# TASK:
Report every line in the data below that contains the word "outstretched", copying each line in full.

Stored records
►

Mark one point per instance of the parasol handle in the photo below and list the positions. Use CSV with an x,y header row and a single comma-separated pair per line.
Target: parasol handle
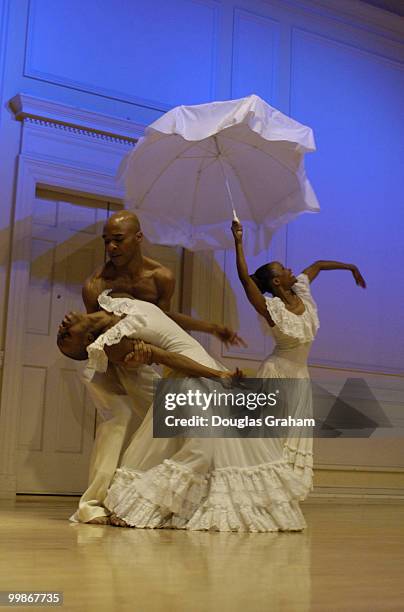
x,y
235,217
219,157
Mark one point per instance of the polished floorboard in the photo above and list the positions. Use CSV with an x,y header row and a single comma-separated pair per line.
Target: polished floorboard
x,y
350,558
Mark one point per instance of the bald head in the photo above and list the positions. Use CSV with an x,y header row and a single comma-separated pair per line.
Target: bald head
x,y
123,218
122,238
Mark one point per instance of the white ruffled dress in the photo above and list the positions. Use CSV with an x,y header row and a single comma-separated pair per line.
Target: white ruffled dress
x,y
247,485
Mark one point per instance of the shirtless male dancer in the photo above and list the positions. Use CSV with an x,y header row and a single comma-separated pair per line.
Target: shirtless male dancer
x,y
127,271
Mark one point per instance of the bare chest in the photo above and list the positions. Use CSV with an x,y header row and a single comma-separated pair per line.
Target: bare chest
x,y
143,288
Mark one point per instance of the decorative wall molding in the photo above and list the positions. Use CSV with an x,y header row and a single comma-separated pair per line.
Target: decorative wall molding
x,y
350,12
74,119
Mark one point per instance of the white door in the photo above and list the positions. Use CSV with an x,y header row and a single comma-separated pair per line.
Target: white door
x,y
57,418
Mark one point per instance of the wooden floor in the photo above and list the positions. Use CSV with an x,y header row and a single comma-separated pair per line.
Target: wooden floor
x,y
350,558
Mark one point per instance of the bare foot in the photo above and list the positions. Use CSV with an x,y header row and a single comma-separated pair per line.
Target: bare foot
x,y
100,520
117,522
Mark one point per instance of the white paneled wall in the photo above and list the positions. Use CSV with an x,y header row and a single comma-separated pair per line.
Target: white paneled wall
x,y
336,65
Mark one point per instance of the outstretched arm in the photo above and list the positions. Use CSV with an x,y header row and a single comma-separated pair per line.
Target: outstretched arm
x,y
225,334
252,292
134,352
314,270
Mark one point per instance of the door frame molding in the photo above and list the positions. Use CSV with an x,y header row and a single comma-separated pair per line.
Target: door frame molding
x,y
53,148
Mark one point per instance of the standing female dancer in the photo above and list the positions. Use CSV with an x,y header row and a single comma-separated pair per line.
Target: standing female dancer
x,y
291,315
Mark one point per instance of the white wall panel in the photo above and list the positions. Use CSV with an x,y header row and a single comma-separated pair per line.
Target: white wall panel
x,y
156,54
255,56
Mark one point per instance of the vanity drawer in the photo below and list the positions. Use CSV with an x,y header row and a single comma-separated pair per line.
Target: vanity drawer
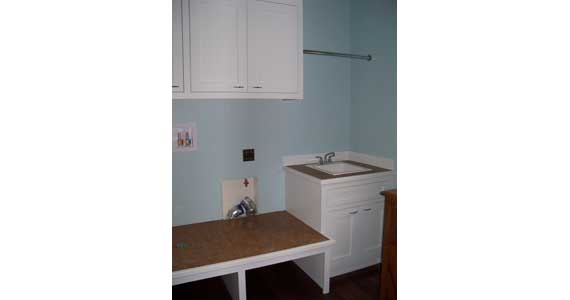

◄

# TASK SOLUTION:
Mark one point per instance of the outstretched arm in the photo above and list the positions. Use CSV with an x,y header row and a single comma-separated pair per line.
Target: outstretched arm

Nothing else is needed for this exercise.